Created
by the Belgian comic artist, Hergé, the character
of Tintin and his faithful dog Snowy have amassed an enormous and
devoted following across the globe. European fans have devoured his
adventures since 1929. Counted amongst Tintin’s admirers is legendary
director Steven Spielberg, who takes the opportunity by way of cutting
edge technology to bring his childhood hero to the big screen.
Tintin,
an aspiring journalist, has a nose for both a scoop and for trouble.
When the young man buys a model ship at an outdoor market, he can’t
predict the secret hiding inside the toy; one that will lead him and his
intrepid canine pal, Snowy, on a high-stakes, action-packed mystery.
The scroll tucked inside the model of the ship called the Unicorn is
coveted by our film’s bad guy, Sakharine, who possesses one of the
scrolls, but needs Tintin’s and a third located in Morocco to lead him
to hidden treasure. Sakharine shanghais Tintin and Snowy and dumps them
onboard a boat steered by a permanently intoxicated captain. Forced to
swill liquor by the evil Sakharine, Captain Haddock is too snozzled to
remember the great ancestral line he hails from. It’s that lineage that
plays a part in the search for the scrolls as it is Haddock’s ancestors
who hid the treasure in the first place. The captain and the cub
reporter join forces to try to keep the scrolls out of Sakharine’s hands
and return the treasure to the Haddock family.
Noisy,
repetitive and obnoxious, Tintin is sensory overload that’s somehow
blindingly dull. I walked into the cinema with very little clue as to
who exactly Tintin was and left the movie exactly the same way. Don’t
look for any character development here, folks, cos it ain’t happening.
Spielberg expects his audience to already be as clued in as he about
the ginger lad with the towering hair wall. In Europe, the popularity
of Tintin is such that his tales have been adapted into nearly every
medium; comic books, radio shows, live action movies, even stage plays.
In the United States, however, Tintin was no Charlie Brown or Archie,
not even a Beetle Bailey. Appearing on these shores mostly as a feature
in a Jack and Jill-type monthly children’s story anthology that ceased
publication in the mid-1970’s, for many Americans, Tintin is simply not
a household name. There needed to be some background: Why does this
young fellow live alone with just a clever terrier for company? Why
does everyone in the streets know who he is? What’s with the hair
wall? As an uninitiated viewer, I felt like I’d been dropped into the
middle of a story long in progress. Having missed the main character’s
exposition left me with no reason to care about him as his personality
isn’t exactly the most charismatic.
········
_Given exercise 1_
Echo the passage of the Tintin review that opens with the words containing "When the young" and closes with "high-stakes, action-packed mystery.".
_Given exercise 2_
Decide whether each statement below agrees with the Tintin review, answering yes or no and quoting the words of the review that settle it: (a) European fans have followed Tintin's adventures since 1929. (b) Sakharine holds none of the scrolls. (c) The reviewer went into the film already knowing who Tintin was.

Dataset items
········
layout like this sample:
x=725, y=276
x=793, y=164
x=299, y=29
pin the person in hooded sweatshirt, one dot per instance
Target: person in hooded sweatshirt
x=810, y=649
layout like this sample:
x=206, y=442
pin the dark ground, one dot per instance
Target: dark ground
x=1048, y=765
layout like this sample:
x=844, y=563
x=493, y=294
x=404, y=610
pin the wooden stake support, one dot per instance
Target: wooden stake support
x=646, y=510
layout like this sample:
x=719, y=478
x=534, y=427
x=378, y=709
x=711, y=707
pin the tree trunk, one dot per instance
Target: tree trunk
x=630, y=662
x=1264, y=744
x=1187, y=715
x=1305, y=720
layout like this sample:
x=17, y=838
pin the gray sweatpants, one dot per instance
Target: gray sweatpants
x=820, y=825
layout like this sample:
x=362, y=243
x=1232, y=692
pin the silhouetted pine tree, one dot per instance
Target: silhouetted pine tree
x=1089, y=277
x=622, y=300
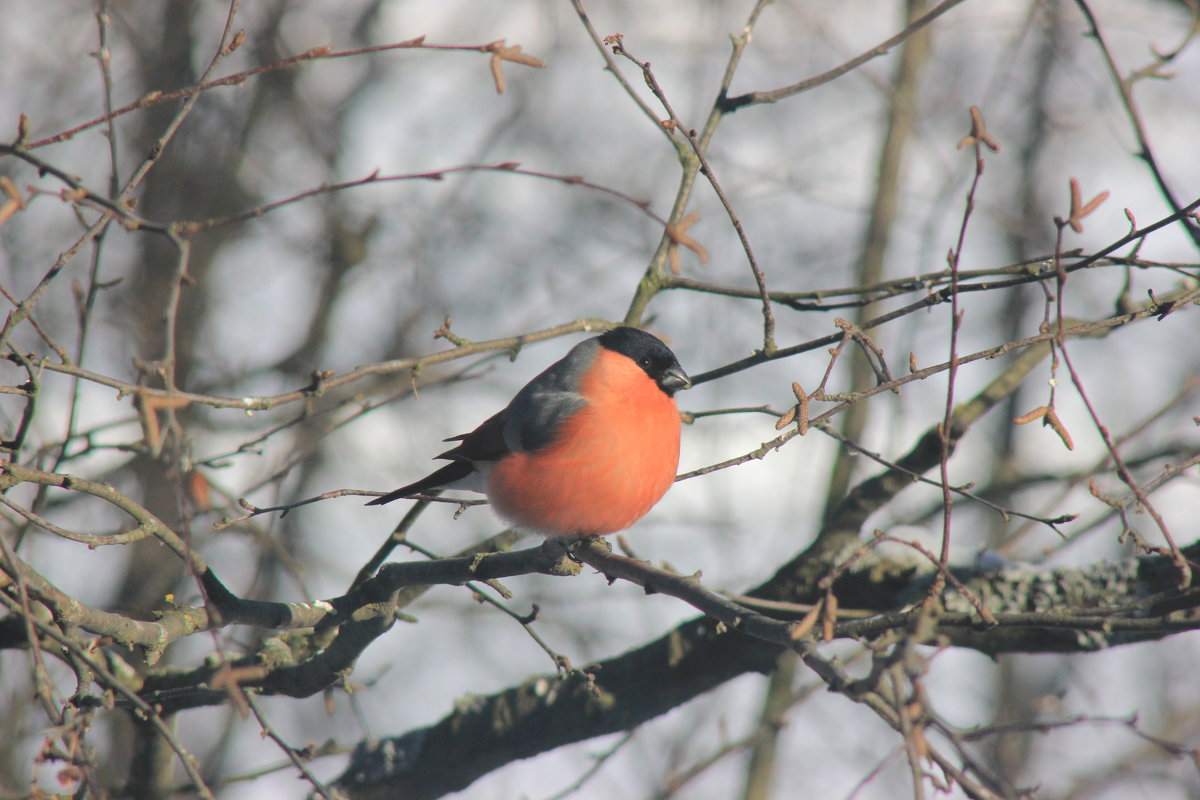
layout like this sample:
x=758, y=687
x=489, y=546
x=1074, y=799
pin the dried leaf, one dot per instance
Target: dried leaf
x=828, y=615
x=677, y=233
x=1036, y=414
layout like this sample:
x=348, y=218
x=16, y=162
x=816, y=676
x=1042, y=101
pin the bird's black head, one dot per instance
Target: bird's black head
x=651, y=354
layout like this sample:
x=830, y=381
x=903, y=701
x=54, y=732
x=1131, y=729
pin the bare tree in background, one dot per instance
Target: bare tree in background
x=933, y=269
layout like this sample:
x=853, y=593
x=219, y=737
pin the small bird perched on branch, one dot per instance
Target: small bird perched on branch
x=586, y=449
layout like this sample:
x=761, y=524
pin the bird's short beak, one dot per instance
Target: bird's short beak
········
_Finished answer 1_
When the young man buys a model ship at an outdoor market, he can’t
predict the secret hiding inside the toy; one that will lead him and his
intrepid canine pal, Snowy, on a high-stakes, action-packed mystery.

_Finished answer 2_
(a) Yes: "European fans have devoured his adventures since 1929."
(b) No: "who possesses one of the scrolls"
(c) No: "I walked into the cinema with very little clue as to who exactly Tintin was"